• Lesetext:
● ● ● ●
Dieses Grundproblem trat und tritt in der Auseinandersetzung um die Einkommens- und Vermögensverhältnisse des Regierungsmitgliedes und stellvertretenden Parteivorsitzenden allerdings nicht klar zutage, sondern wird - teils bewußt, teils aus Unvermögen - von den Hauptakteuren fast ausschließlich unter Nebenaspekten mit wenig stichhaltigen Argumenten umgangen. Am Beispiel Androschs läßt sich daher so deutlich wie selten die Qualität der gegenwärtig in Österreich „gemachten“ Politik aufzeigen.

Ausgangspunkt war bekanntlich der für einen Sozialisten sicher unangenehme Vorwurf der großen Oppositionspartei, Androsch habe es im Zuge seiner Politkarriere auch zum Privatmillionär gebracht. Doch kaum war diesfes Thema, das allein zur Diskussion stand, angeschnitten, tauchte zur Entlastung ein alter Hut auf: die Privilegien der Beamten-Politiker.

Nun kann man über die geltenden Vorschriften, denenzufolge Beamte der Bundesverwaltung (nicht auch Professoren oder Bedienstete anderer öffentlich-rechtlicher Körperschaften!), wenn sie in Organe der Bundesgesetzgebung gewählt werden, keinen Dienst versehen dürfen, ihre Gehälter aber weiter erhalten, durchaus verschiedener Meinung sein. Nur: Nach allen Regeln der Logik beweist der Fall

Androsch, daß auch Nichtbeamte als Abgeordnete oder Minister ihre Berufseinkommen weiter beziehen und sogar beträchtlich steigern!
● ● ● ●
• Einträge im Auszug:

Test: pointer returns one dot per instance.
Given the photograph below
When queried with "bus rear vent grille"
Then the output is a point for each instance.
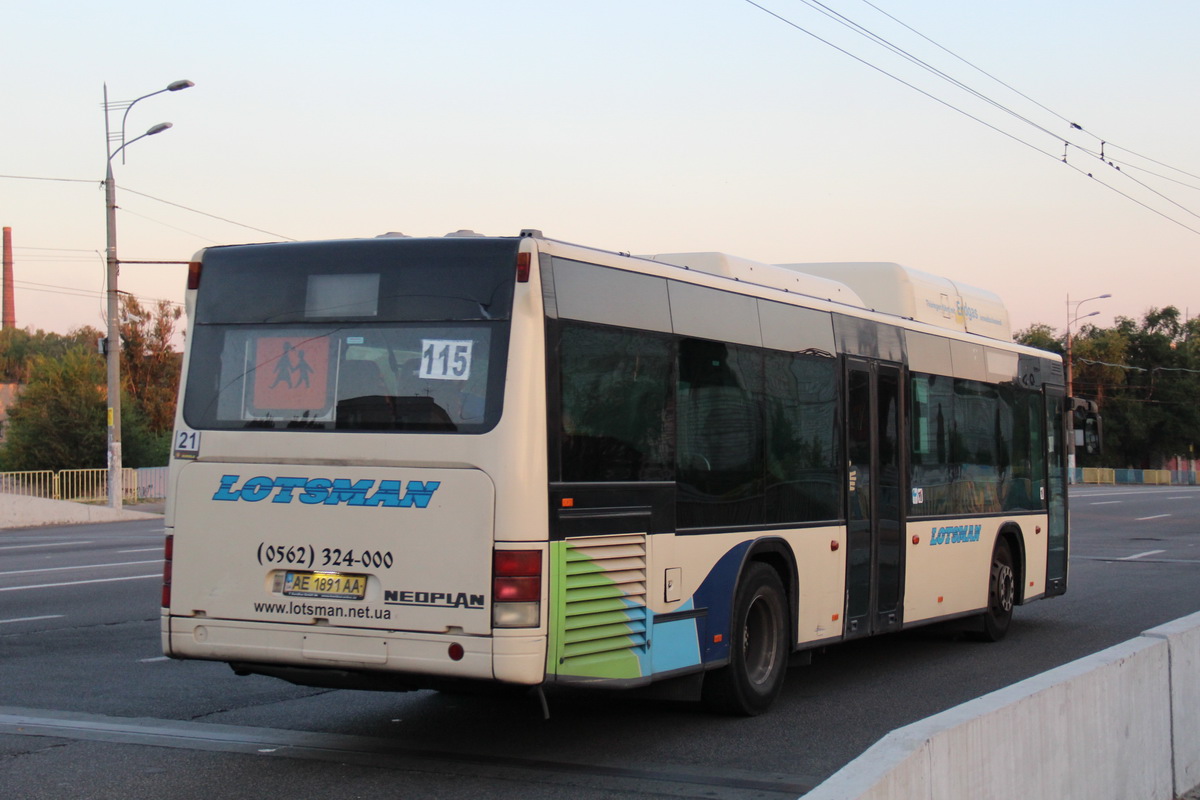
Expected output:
(605, 617)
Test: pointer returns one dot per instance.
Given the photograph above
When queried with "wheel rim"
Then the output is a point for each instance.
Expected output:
(760, 642)
(1003, 588)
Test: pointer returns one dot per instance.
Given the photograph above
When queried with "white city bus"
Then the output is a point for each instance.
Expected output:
(406, 463)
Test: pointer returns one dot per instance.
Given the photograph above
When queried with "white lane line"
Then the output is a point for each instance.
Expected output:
(25, 547)
(77, 583)
(1133, 558)
(84, 566)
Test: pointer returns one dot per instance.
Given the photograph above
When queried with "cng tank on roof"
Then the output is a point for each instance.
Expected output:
(925, 298)
(765, 275)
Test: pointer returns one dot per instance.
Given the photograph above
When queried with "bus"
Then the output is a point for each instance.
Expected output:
(408, 463)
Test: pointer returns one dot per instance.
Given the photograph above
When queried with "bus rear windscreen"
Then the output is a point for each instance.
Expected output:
(373, 335)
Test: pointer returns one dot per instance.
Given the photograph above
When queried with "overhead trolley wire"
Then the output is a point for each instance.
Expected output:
(1063, 140)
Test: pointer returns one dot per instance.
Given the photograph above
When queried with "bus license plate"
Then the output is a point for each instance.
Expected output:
(329, 585)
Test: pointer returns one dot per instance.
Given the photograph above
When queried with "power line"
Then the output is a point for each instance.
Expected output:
(205, 214)
(882, 42)
(157, 199)
(37, 178)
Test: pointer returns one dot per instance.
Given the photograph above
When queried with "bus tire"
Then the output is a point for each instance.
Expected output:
(1001, 594)
(759, 647)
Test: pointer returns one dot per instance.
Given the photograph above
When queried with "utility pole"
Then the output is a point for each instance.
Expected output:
(9, 317)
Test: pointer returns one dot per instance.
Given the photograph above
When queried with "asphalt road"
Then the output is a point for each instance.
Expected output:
(89, 709)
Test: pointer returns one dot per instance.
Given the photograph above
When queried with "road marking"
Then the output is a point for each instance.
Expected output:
(22, 547)
(85, 566)
(79, 583)
(1133, 558)
(388, 755)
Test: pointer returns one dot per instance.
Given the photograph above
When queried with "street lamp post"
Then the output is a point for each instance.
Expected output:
(113, 342)
(1071, 385)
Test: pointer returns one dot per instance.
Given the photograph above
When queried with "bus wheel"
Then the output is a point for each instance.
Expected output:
(757, 649)
(1001, 594)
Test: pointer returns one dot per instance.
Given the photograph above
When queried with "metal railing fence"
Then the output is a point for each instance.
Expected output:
(85, 485)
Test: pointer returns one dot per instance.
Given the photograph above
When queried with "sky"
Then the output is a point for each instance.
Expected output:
(643, 126)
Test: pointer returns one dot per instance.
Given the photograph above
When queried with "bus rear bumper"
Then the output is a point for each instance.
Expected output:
(407, 657)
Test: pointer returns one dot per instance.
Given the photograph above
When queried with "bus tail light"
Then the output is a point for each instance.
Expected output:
(168, 553)
(516, 589)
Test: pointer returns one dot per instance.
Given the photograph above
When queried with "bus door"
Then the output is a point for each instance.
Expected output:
(1057, 545)
(875, 509)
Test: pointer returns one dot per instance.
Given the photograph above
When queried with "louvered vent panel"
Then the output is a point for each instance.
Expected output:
(605, 618)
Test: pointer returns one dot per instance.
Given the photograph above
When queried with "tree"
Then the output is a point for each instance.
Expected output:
(19, 346)
(59, 420)
(1041, 336)
(149, 365)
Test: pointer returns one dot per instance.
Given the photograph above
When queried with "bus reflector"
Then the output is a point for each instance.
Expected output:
(516, 588)
(193, 275)
(168, 553)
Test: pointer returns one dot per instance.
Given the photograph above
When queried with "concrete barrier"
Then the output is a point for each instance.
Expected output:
(1120, 725)
(19, 511)
(1183, 638)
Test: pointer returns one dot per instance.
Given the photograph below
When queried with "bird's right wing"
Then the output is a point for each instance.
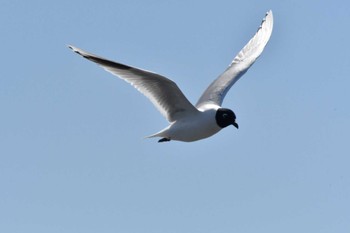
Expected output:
(217, 90)
(162, 92)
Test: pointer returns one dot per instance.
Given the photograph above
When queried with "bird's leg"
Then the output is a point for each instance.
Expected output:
(164, 140)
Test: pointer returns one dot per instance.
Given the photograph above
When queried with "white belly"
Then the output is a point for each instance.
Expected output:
(191, 129)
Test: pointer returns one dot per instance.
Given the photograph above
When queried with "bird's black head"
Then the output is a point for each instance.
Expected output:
(225, 117)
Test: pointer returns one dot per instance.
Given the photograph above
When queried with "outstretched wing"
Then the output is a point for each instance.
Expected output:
(217, 90)
(162, 92)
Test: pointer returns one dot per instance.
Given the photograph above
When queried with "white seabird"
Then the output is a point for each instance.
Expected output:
(188, 122)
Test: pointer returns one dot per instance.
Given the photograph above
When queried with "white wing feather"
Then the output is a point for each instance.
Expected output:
(217, 90)
(162, 92)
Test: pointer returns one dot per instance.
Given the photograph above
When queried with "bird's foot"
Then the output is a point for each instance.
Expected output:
(164, 140)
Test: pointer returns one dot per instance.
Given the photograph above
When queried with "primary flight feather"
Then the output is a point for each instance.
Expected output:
(188, 122)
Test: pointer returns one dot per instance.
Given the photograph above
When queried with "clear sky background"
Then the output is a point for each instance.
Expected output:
(72, 153)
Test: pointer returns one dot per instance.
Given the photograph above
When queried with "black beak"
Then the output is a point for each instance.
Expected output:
(235, 125)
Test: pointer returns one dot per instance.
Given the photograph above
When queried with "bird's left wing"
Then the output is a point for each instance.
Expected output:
(162, 92)
(217, 90)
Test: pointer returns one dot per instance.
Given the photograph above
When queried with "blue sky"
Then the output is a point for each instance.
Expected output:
(72, 153)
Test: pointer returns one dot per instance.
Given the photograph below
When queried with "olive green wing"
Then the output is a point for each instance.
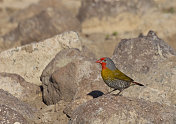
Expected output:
(121, 76)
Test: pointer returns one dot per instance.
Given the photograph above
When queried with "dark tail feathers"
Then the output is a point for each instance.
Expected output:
(138, 84)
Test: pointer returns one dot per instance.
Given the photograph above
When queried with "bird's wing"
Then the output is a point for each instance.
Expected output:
(121, 76)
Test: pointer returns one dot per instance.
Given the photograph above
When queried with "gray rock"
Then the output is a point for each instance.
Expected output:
(18, 87)
(65, 77)
(44, 25)
(111, 109)
(90, 8)
(16, 106)
(30, 60)
(150, 61)
(142, 53)
(9, 116)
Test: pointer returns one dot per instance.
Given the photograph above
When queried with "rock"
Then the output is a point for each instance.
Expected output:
(29, 61)
(128, 18)
(35, 29)
(111, 109)
(150, 61)
(18, 108)
(65, 77)
(18, 87)
(142, 53)
(9, 116)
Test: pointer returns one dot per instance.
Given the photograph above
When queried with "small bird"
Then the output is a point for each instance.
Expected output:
(113, 77)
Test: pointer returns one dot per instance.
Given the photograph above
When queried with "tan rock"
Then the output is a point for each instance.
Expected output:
(35, 29)
(18, 87)
(150, 61)
(21, 109)
(110, 109)
(29, 61)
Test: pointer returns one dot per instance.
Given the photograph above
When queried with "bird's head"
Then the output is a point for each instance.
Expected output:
(106, 63)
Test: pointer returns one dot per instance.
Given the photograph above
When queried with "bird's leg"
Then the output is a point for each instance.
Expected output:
(111, 91)
(119, 92)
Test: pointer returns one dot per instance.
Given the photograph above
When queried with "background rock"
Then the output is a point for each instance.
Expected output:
(142, 53)
(18, 87)
(16, 106)
(150, 61)
(9, 116)
(127, 19)
(30, 60)
(44, 25)
(111, 109)
(66, 74)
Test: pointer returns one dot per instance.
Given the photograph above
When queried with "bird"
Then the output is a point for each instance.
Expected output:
(113, 77)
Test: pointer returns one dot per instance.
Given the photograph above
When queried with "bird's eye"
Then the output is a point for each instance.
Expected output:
(104, 60)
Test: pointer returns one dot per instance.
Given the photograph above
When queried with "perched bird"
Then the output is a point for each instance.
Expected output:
(113, 77)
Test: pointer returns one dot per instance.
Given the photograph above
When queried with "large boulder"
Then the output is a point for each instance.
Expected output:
(9, 116)
(148, 60)
(128, 18)
(110, 109)
(29, 61)
(18, 87)
(72, 74)
(18, 110)
(43, 25)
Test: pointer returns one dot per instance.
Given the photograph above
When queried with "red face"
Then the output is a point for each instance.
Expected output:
(102, 61)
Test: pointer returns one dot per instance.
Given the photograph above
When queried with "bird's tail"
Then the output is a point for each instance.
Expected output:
(136, 83)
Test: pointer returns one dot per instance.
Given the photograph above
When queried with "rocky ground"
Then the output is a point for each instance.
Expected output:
(48, 50)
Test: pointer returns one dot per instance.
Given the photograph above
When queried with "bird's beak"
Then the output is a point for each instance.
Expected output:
(98, 61)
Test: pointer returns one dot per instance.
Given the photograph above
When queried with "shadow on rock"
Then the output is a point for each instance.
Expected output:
(95, 93)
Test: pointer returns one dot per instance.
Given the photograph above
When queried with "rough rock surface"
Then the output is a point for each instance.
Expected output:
(65, 77)
(142, 53)
(110, 109)
(18, 87)
(128, 18)
(44, 25)
(150, 61)
(29, 61)
(9, 116)
(10, 102)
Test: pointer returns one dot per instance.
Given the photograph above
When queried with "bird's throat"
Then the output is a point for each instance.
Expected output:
(103, 66)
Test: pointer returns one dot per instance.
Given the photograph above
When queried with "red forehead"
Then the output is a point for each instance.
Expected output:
(102, 59)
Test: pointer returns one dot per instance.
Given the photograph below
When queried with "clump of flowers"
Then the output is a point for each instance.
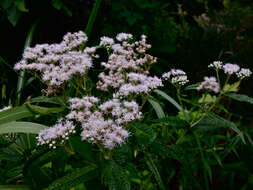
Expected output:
(176, 76)
(57, 63)
(209, 84)
(5, 108)
(126, 74)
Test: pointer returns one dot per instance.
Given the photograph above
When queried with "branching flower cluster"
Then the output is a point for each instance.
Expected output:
(57, 63)
(126, 73)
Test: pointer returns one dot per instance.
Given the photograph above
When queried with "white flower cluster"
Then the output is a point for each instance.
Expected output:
(216, 65)
(176, 77)
(103, 124)
(106, 41)
(230, 69)
(122, 112)
(5, 108)
(127, 61)
(58, 62)
(243, 73)
(56, 134)
(81, 107)
(106, 132)
(210, 84)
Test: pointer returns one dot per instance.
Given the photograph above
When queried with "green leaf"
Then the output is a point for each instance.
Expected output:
(167, 97)
(225, 123)
(20, 4)
(144, 133)
(13, 15)
(154, 171)
(21, 127)
(240, 97)
(15, 114)
(74, 178)
(115, 176)
(158, 109)
(14, 187)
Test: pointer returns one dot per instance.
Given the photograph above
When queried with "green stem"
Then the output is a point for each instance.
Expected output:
(92, 17)
(21, 77)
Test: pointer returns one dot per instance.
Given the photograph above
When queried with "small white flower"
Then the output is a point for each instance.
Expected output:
(106, 41)
(230, 68)
(209, 83)
(5, 108)
(244, 73)
(216, 65)
(176, 77)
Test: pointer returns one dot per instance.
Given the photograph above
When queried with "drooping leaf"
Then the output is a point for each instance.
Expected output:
(158, 109)
(21, 127)
(15, 114)
(154, 170)
(115, 176)
(74, 178)
(167, 97)
(219, 121)
(240, 97)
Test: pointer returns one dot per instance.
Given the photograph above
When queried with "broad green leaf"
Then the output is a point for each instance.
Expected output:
(115, 176)
(154, 170)
(15, 114)
(74, 178)
(20, 4)
(225, 123)
(21, 127)
(167, 97)
(240, 97)
(14, 187)
(207, 98)
(144, 133)
(158, 109)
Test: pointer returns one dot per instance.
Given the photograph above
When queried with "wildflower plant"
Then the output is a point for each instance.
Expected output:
(101, 116)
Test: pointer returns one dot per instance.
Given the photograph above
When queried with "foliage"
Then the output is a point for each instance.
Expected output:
(186, 139)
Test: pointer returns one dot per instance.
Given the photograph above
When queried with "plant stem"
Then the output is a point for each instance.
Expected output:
(92, 17)
(21, 77)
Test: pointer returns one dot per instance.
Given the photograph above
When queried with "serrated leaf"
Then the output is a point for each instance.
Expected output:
(167, 97)
(154, 170)
(74, 178)
(158, 109)
(20, 4)
(21, 127)
(240, 97)
(15, 114)
(225, 123)
(115, 176)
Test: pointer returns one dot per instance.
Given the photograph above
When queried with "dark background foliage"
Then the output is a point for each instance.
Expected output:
(179, 39)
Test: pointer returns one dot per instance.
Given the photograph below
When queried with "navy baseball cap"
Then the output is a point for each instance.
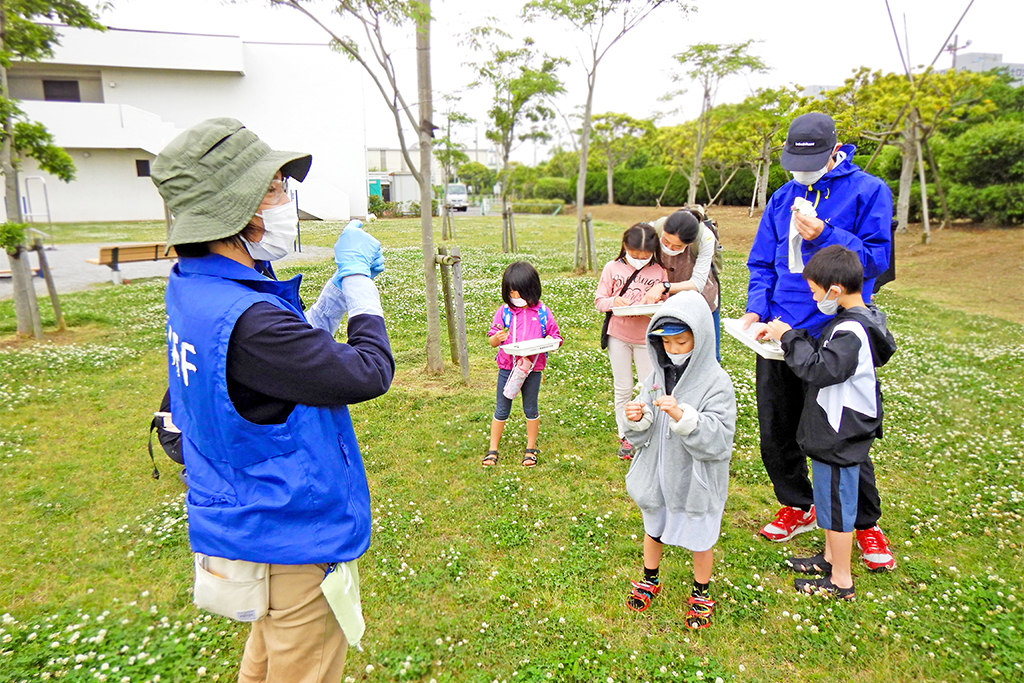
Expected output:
(669, 328)
(809, 142)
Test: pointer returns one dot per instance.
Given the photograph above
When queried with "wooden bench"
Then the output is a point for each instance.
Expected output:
(113, 257)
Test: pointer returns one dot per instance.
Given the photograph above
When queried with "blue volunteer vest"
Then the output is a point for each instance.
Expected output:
(287, 494)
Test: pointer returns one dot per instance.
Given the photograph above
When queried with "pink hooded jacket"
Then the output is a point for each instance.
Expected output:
(630, 329)
(525, 325)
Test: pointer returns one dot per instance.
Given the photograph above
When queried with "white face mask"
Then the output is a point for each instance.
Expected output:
(281, 226)
(672, 252)
(679, 358)
(636, 262)
(828, 306)
(809, 177)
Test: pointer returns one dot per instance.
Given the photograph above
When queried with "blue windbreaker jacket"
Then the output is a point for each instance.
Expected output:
(857, 209)
(289, 494)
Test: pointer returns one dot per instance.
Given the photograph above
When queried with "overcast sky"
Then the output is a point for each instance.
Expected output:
(806, 43)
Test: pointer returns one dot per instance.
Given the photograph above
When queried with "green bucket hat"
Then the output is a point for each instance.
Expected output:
(214, 176)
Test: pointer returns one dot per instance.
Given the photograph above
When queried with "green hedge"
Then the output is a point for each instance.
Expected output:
(553, 188)
(1003, 205)
(538, 206)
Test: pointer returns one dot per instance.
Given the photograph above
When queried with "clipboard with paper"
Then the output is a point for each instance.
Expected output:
(766, 348)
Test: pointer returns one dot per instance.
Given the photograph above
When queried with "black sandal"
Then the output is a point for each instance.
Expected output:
(823, 587)
(816, 564)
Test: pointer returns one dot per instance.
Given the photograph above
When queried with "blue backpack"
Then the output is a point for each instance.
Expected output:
(542, 314)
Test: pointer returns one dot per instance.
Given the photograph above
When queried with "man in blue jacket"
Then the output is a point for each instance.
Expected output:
(260, 389)
(830, 201)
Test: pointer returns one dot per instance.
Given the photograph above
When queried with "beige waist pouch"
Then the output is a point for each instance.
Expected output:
(235, 589)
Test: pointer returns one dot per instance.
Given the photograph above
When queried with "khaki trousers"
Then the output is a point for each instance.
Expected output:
(299, 640)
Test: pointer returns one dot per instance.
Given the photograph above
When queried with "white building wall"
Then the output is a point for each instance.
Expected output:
(297, 97)
(103, 176)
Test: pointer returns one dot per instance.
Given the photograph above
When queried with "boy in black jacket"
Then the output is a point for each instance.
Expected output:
(843, 407)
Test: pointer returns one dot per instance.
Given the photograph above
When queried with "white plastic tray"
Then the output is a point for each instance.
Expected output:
(768, 349)
(638, 309)
(530, 346)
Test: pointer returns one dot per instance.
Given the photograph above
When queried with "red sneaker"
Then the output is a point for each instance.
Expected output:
(875, 550)
(788, 522)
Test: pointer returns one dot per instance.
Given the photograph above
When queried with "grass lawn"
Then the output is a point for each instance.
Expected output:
(506, 573)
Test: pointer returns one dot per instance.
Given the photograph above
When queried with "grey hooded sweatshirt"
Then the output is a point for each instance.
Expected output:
(684, 466)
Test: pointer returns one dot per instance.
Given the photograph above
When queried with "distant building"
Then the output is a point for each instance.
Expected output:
(983, 61)
(816, 91)
(114, 99)
(388, 175)
(390, 160)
● ● ● ●
• Zur Aufgabe: Gib aus dem Lesetext den Abschnitt wortgetreu aus, der mit den Worten „Dieses Grundproblem trat“ beginnt. Hör nach den Worten „Privilegien der Beamten-Politiker.“ auf. Die Einträge stehen in keinem Zusammenhang mit dem Lesetext.

• Ergebnis:
Dieses Grundproblem trat und tritt in der Auseinandersetzung um die Einkommens- und Vermögensverhältnisse des Regierungsmitgliedes und stellvertretenden Parteivorsitzenden allerdings nicht klar zutage, sondern wird - teils bewußt, teils aus Unvermögen - von den Hauptakteuren fast ausschließlich unter Nebenaspekten mit wenig stichhaltigen Argumenten umgangen. Am Beispiel Androschs läßt sich daher so deutlich wie selten die Qualität der gegenwärtig in Österreich „gemachten“ Politik aufzeigen.

Ausgangspunkt war bekanntlich der für einen Sozialisten sicher unangenehme Vorwurf der großen Oppositionspartei, Androsch habe es im Zuge seiner Politkarriere auch zum Privatmillionär gebracht. Doch kaum war diesfes Thema, das allein zur Diskussion stand, angeschnitten, tauchte zur Entlastung ein alter Hut auf: die Privilegien der Beamten-Politiker.